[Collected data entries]

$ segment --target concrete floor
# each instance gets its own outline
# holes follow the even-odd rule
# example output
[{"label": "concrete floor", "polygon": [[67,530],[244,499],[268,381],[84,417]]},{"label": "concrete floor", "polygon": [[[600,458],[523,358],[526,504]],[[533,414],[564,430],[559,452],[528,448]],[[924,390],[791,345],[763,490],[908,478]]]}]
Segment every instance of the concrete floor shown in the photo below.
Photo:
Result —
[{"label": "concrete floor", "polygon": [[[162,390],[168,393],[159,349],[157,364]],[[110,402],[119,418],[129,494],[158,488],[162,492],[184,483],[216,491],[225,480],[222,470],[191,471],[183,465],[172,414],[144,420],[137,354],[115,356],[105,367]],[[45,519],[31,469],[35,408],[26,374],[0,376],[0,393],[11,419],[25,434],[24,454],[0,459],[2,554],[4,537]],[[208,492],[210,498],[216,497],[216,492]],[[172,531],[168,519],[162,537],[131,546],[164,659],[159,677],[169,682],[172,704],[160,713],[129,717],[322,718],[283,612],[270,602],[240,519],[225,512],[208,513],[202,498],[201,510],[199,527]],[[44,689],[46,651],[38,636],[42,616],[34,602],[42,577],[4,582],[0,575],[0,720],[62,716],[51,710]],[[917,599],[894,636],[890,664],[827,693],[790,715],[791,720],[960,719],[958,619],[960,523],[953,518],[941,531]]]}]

...

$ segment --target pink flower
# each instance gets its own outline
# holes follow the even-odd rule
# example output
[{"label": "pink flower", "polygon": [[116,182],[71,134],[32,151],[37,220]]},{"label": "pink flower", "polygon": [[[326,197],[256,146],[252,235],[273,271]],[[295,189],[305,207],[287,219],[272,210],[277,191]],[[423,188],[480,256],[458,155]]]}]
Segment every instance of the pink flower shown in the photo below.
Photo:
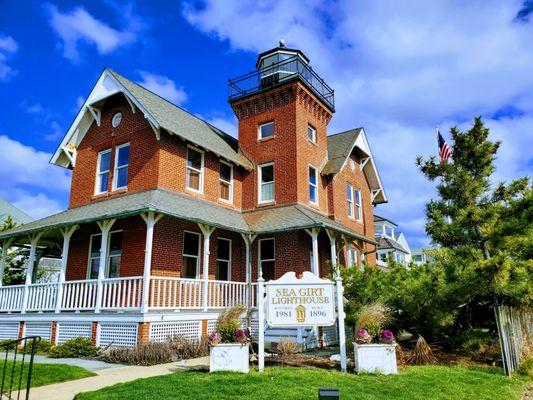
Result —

==

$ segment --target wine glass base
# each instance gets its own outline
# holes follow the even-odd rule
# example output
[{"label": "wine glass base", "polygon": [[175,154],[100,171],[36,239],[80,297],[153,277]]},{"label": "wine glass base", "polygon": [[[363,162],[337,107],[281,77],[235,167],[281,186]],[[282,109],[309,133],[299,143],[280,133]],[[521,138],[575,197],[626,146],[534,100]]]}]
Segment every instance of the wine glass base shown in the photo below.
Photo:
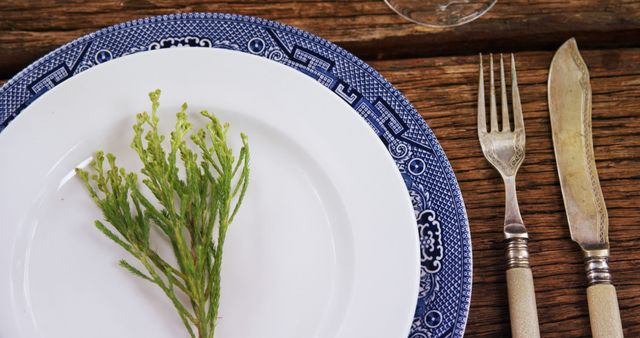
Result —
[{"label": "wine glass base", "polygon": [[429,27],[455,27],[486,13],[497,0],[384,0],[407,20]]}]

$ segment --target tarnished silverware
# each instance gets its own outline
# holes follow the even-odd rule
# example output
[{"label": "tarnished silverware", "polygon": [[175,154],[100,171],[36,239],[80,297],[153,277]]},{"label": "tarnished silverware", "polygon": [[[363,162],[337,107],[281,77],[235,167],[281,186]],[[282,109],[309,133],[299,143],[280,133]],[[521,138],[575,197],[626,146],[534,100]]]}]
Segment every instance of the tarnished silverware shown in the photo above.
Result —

=== ASSIGNMENT ===
Work out how many lines of the preceding data contain the word "flower". Reply with that number only.

=== EXPECTED ANSWER ===
3